=== GIVEN DATA ===

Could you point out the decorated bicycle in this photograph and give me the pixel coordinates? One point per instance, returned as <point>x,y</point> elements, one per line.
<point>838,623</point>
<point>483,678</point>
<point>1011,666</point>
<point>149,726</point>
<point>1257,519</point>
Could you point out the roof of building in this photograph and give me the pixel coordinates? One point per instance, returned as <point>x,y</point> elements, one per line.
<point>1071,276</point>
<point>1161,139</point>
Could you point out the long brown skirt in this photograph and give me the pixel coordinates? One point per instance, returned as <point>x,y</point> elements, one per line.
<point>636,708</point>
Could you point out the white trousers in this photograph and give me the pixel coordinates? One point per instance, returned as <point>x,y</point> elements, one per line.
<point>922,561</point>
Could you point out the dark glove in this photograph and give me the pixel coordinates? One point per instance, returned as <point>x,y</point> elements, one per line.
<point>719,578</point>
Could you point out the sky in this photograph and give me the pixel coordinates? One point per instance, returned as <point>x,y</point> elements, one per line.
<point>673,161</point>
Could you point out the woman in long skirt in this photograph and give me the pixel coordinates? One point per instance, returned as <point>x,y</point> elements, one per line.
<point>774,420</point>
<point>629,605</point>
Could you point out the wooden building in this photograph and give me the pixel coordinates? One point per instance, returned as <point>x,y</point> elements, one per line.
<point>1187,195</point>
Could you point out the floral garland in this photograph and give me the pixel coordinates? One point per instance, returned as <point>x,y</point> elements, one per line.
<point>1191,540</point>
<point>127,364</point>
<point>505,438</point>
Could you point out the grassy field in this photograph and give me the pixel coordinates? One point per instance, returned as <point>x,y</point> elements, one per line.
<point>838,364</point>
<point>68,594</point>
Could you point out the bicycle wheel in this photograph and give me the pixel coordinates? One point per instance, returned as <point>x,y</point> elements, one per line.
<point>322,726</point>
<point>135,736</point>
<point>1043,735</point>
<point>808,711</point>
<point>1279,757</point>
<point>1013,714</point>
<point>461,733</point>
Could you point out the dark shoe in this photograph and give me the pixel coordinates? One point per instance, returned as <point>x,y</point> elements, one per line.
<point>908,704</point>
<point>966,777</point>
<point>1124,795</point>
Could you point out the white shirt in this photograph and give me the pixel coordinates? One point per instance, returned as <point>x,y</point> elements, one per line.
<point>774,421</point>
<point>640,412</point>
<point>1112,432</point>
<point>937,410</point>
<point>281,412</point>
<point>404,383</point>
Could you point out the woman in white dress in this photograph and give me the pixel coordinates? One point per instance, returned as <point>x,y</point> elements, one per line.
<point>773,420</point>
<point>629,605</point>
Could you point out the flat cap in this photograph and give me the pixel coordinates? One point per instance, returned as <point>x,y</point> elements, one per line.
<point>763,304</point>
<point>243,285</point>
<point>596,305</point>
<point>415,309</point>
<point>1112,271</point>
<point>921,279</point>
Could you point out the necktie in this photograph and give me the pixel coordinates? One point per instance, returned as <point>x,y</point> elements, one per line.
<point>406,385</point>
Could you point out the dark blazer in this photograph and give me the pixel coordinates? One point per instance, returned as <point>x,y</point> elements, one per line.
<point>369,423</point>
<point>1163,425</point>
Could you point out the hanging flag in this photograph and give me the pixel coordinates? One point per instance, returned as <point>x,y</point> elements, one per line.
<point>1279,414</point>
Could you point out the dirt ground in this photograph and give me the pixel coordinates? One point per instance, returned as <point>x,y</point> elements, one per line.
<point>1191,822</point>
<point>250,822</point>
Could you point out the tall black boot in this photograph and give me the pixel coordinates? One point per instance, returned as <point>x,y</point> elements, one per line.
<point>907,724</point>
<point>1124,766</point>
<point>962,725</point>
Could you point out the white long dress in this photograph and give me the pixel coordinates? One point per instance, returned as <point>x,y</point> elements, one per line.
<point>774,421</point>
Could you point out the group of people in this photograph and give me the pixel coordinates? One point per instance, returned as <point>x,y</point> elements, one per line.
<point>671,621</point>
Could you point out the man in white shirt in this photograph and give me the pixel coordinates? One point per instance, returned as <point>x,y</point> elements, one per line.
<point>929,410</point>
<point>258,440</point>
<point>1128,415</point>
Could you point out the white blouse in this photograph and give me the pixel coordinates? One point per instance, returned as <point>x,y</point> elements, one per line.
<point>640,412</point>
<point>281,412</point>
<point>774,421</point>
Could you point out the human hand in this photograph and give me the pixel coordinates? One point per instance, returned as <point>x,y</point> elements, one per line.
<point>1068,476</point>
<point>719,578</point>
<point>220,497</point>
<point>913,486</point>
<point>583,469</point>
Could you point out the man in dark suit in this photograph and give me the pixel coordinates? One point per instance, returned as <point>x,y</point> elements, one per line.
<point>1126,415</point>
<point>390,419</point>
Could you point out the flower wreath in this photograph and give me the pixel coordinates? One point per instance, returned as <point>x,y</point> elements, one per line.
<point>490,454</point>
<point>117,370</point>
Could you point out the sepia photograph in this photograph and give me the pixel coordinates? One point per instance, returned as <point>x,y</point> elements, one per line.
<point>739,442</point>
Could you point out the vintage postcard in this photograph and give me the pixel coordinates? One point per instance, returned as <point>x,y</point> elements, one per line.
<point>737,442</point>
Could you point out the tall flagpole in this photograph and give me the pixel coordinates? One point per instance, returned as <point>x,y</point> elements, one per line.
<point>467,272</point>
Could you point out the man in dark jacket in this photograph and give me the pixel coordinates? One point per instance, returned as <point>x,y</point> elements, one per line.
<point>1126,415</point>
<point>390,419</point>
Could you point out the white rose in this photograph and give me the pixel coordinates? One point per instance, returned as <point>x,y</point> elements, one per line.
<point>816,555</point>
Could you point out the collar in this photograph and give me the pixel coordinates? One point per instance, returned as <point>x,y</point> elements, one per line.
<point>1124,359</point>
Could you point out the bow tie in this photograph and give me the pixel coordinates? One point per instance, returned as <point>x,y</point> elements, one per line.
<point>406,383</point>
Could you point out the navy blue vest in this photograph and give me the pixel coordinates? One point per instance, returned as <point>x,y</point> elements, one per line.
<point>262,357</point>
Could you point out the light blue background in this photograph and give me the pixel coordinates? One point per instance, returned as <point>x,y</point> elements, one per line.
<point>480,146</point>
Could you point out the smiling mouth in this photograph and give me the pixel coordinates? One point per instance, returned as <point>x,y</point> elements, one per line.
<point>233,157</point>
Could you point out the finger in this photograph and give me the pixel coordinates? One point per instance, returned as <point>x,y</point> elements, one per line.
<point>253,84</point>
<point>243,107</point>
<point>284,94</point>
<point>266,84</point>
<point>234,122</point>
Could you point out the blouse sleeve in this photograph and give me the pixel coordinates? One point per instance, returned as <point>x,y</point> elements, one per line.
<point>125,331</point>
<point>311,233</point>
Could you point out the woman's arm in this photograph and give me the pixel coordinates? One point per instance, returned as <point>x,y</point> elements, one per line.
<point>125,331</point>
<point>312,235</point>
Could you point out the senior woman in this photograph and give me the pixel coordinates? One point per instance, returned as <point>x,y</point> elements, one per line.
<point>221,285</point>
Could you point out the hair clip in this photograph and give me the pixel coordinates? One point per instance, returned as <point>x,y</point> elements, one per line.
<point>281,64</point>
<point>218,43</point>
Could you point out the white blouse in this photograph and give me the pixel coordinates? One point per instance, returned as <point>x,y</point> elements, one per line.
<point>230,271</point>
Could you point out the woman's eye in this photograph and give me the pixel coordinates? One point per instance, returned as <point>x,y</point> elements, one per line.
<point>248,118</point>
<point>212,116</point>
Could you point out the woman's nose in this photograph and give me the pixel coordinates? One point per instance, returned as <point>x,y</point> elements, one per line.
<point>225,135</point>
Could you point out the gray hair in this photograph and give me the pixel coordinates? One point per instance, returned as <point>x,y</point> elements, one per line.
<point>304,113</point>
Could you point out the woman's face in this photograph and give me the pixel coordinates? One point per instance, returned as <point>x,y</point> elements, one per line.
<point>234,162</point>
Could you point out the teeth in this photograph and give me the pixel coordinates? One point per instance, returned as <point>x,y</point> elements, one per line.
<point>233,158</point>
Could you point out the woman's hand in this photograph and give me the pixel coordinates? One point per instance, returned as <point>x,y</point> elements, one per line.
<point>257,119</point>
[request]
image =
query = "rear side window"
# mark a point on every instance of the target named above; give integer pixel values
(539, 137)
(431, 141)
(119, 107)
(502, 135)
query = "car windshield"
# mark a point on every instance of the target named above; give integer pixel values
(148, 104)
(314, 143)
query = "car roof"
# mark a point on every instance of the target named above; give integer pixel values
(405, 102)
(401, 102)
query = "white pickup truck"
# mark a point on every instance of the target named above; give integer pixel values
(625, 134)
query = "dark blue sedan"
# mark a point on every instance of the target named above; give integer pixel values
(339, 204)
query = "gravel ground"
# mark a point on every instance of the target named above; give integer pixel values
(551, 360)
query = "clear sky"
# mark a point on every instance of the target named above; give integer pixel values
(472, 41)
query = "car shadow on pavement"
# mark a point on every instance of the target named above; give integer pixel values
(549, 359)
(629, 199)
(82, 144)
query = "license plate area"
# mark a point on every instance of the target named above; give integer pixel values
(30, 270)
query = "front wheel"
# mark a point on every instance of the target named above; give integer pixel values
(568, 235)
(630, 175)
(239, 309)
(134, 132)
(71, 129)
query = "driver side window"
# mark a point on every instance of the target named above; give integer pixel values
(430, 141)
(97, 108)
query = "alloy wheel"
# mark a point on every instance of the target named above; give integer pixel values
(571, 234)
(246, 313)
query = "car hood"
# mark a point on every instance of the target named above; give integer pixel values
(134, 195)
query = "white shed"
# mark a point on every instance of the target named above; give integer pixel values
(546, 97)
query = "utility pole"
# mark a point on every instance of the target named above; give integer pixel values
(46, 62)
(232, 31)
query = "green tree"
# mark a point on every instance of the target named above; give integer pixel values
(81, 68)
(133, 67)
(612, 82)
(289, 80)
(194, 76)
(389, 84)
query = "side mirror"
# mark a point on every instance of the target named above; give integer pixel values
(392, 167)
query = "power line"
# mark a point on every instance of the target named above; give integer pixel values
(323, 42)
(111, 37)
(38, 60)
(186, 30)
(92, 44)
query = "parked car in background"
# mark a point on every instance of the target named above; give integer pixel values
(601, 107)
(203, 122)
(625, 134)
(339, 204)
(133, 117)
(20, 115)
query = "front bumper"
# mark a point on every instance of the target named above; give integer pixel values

===

Return every line of the records in which the word "side" is found.

-- WRITTEN ANSWER --
query = "rear side window"
query = "driver side window"
query = "side mirror"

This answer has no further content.